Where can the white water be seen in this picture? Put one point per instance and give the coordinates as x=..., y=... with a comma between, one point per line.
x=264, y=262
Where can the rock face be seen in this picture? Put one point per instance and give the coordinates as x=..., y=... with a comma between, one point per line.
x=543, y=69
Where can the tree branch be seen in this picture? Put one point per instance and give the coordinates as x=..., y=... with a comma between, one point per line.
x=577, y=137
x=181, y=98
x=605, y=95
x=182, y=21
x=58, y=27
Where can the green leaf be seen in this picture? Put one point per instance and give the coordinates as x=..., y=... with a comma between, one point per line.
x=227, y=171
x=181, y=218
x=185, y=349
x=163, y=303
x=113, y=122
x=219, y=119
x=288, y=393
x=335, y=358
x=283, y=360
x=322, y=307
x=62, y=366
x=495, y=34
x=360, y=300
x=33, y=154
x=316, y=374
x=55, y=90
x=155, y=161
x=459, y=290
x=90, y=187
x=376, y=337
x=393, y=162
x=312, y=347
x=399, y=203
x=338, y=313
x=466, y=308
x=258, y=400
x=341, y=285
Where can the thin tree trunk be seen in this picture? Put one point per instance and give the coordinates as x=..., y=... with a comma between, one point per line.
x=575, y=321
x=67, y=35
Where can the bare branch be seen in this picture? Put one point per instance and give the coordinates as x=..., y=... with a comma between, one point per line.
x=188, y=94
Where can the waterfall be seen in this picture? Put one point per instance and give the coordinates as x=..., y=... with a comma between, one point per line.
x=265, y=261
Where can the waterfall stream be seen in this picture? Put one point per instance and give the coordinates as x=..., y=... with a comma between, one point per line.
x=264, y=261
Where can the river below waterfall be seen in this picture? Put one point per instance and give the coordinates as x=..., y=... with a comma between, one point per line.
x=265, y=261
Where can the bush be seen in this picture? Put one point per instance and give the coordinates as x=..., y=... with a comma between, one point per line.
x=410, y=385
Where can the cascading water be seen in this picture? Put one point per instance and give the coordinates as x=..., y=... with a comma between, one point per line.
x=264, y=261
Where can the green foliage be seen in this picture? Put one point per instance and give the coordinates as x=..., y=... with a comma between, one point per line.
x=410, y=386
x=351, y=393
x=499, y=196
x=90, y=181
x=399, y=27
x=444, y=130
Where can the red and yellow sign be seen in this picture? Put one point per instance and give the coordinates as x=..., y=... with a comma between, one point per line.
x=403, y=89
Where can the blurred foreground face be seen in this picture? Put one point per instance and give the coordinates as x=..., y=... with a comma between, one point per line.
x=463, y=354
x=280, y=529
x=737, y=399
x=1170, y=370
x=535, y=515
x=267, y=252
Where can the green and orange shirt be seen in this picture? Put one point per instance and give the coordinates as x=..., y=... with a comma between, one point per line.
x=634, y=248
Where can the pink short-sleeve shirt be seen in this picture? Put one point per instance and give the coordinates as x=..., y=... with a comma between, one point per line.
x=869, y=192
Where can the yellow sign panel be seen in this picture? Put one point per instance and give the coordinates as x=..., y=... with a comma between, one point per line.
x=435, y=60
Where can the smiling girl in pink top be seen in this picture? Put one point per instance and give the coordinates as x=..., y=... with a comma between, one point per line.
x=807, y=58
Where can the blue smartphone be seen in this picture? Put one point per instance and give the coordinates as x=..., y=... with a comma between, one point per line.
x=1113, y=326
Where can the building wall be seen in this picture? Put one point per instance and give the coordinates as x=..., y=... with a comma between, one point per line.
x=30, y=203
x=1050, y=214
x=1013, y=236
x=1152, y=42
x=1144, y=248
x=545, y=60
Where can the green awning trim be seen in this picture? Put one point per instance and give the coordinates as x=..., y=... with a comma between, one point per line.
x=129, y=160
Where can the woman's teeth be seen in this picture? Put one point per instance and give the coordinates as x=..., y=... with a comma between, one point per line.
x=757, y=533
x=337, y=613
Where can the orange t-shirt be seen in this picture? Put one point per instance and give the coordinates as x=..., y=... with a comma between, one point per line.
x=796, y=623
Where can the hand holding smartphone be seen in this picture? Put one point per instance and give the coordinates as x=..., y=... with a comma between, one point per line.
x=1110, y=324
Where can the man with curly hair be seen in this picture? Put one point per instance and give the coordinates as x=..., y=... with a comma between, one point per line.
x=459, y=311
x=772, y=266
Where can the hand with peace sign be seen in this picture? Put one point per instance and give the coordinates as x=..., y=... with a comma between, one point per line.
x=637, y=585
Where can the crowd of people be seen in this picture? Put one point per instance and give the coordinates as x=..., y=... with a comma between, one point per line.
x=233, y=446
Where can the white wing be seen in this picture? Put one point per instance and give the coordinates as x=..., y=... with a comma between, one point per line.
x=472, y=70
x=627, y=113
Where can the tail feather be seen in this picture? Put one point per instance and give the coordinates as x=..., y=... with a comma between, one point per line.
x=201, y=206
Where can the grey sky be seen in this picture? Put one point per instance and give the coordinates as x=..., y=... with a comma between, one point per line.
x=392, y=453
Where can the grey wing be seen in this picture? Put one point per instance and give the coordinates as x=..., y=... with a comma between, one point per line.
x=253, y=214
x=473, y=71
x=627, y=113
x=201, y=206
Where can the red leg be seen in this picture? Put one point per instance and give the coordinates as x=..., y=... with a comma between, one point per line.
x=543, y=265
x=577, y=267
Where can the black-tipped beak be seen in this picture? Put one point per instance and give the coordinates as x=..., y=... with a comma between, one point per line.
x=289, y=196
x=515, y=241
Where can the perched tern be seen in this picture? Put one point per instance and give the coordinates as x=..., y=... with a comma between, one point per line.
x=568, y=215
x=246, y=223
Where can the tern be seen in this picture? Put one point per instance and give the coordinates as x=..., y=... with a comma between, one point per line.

+++

Copy out all of the data above word for word, leaving nothing out and changing nothing.

EXERCISE ANSWER:
Where can the white water be seen in this picture? Put one point per instance and give the coordinates as x=..., y=... with a comma between, one point per line.
x=264, y=262
Where can the rock face be seen in this picture? Put one point per instance and give the coordinates as x=..., y=... with a comma between, one point per line.
x=543, y=69
Where can the tree branch be seen in this picture? Put one point per instance and give the coordinates as x=..., y=... with a comma between, one point per line.
x=577, y=137
x=181, y=98
x=605, y=95
x=182, y=21
x=58, y=27
Where can the green leaf be seen in this picture? Put one point per instance and give the coordinates as x=..., y=... with a comma between, one point per line.
x=227, y=171
x=181, y=218
x=185, y=349
x=163, y=303
x=113, y=122
x=219, y=119
x=288, y=393
x=335, y=358
x=283, y=360
x=322, y=307
x=62, y=366
x=495, y=34
x=360, y=300
x=33, y=154
x=316, y=374
x=55, y=90
x=155, y=161
x=459, y=290
x=90, y=187
x=376, y=337
x=393, y=162
x=312, y=347
x=399, y=203
x=338, y=313
x=466, y=308
x=258, y=400
x=341, y=285
Where can the thin tree trunk be seen in this picture? Put one point per instance and give the coordinates as x=..., y=... with a comma between, one point per line.
x=575, y=321
x=67, y=35
Where can the bare branch be seen in this picture? Put one point per instance and give the coordinates as x=..., y=... with a comma between, one point per line.
x=188, y=94
Where can the waterfall be seen in this picture? Put one point per instance and give the coordinates as x=..., y=... with a comma between, one point per line.
x=265, y=261
Where can the waterfall stream be seen in this picture? Put one point per instance and give the coordinates as x=..., y=... with a comma between, one point per line.
x=264, y=261
Where can the river below waterfall be seen in this picture? Put one point per instance and give the coordinates as x=..., y=... with a comma between, one point per line.
x=265, y=261
Where can the bush be seen in this picture? Put one point per instance and give the coordinates as x=..., y=... with a comma between, one point per line.
x=410, y=385
Where can the cascading water be seen in this picture? Put one point per instance and give the coordinates as x=..., y=... with a comma between, one point per line.
x=264, y=261
Where can the green foliage be seen in this picture? Put one point per instance and give the coordinates as x=..., y=... with a comma between, one point per line.
x=410, y=386
x=351, y=393
x=499, y=196
x=90, y=181
x=399, y=27
x=444, y=130
Where can the red and yellow sign be seen in this picture? Put one point per instance and give the coordinates as x=..., y=... with a comma between, one point per line.
x=403, y=89
Where can the blurred foreground face be seen in this picture? Put one point per instance and give the coordinates as x=..., y=... with a comma between, one point per line.
x=463, y=354
x=280, y=529
x=737, y=399
x=1170, y=370
x=535, y=515
x=267, y=252
Where can the green and orange shirt be seen in this picture? Put one point per instance and give the coordinates as x=..., y=... with a comma between, one point per line.
x=634, y=248
Where can the pink short-sleeve shirt be seen in this picture? Put one point per instance and give the coordinates as x=..., y=... with a comma between, one point per line.
x=869, y=192
Where can the yellow sign panel be seen in this picture? Put one point per instance and give the coordinates as x=..., y=... with a comma between, one point per line.
x=435, y=60
Where can the smiling girl in pink top be seen in this picture? Put one point per instance and give the coordinates as x=..., y=... with a comma between, one point per line.
x=807, y=58
Where can the blue smartphone be seen in this picture? Put one point per instance and give the coordinates as x=..., y=... with a comma between, one point per line.
x=1113, y=326
Where can the building wall be seen in this picture? Put one point per instance and give the coordinates as x=..., y=... with a comma between, one point per line.
x=30, y=203
x=1050, y=214
x=1013, y=236
x=1152, y=42
x=1144, y=248
x=545, y=60
Where can the green awning trim be seen in this picture? Put one point per instance and give the coordinates as x=..., y=... with a comma between, one point per line.
x=129, y=160
Where can the woman's teeth be seen in this picture? Put one point per instance and give the coordinates as x=..., y=... with a comma between, one point per line.
x=757, y=533
x=337, y=613
Where can the orange t-shirt be seen in this picture? Put one point per instance and give the coordinates as x=..., y=... with a comma between, one point per line.
x=796, y=623
Where can the hand holding smartphone be seen in this picture? Put one point per instance and give the coordinates as x=..., y=... with a comma between, one point per line.
x=1110, y=324
Where can the man with curly hair be seen in this picture? Put one point per instance and give the coordinates as x=..., y=... with a comma between, one point per line.
x=459, y=311
x=772, y=266
Where can the hand with peace sign be seen in this picture? Put one point per instance and give the coordinates as x=..., y=... with a comma between, one point per line.
x=637, y=585
Where can the crowd of people be seen in this picture? Put one point per instance and give the coordinates as x=..., y=... with a comma between, one point per line.
x=233, y=446
Where can the white wing be seen in this picture? Put one point per instance and give the coordinates as x=..., y=... with a comma between, one point per line.
x=472, y=70
x=627, y=113
Where can the tail feather be seen in this picture? Put one point per instance and give the coordinates as x=..., y=... with a comma between, one point per line.
x=201, y=206
Where can the grey sky be seen in this picture? Put one point per instance and give the coordinates as x=..., y=... with a comma between, one point per line.
x=392, y=453
Where can the grey wing be seen in this picture? Put one point per instance and give the coordinates as x=..., y=... with a comma between, one point per line.
x=253, y=214
x=473, y=71
x=627, y=113
x=201, y=206
Where can the red leg be seen in this picture? Put one point per instance and give the coordinates as x=..., y=... with a comma between, one point per line.
x=543, y=265
x=577, y=267
Where can the black-tipped beak be seen in this picture? Put one point per instance and give the coordinates as x=..., y=... with a comma between, one point per line.
x=289, y=196
x=515, y=241
Where can the perched tern be seen in this picture? Put one point per instance and give the coordinates as x=..., y=... with a comma between, one point per line.
x=568, y=215
x=246, y=223
Where can the tern be seen in this picture? Put one point per instance and give the coordinates as x=..., y=... with a comma between, one point per line.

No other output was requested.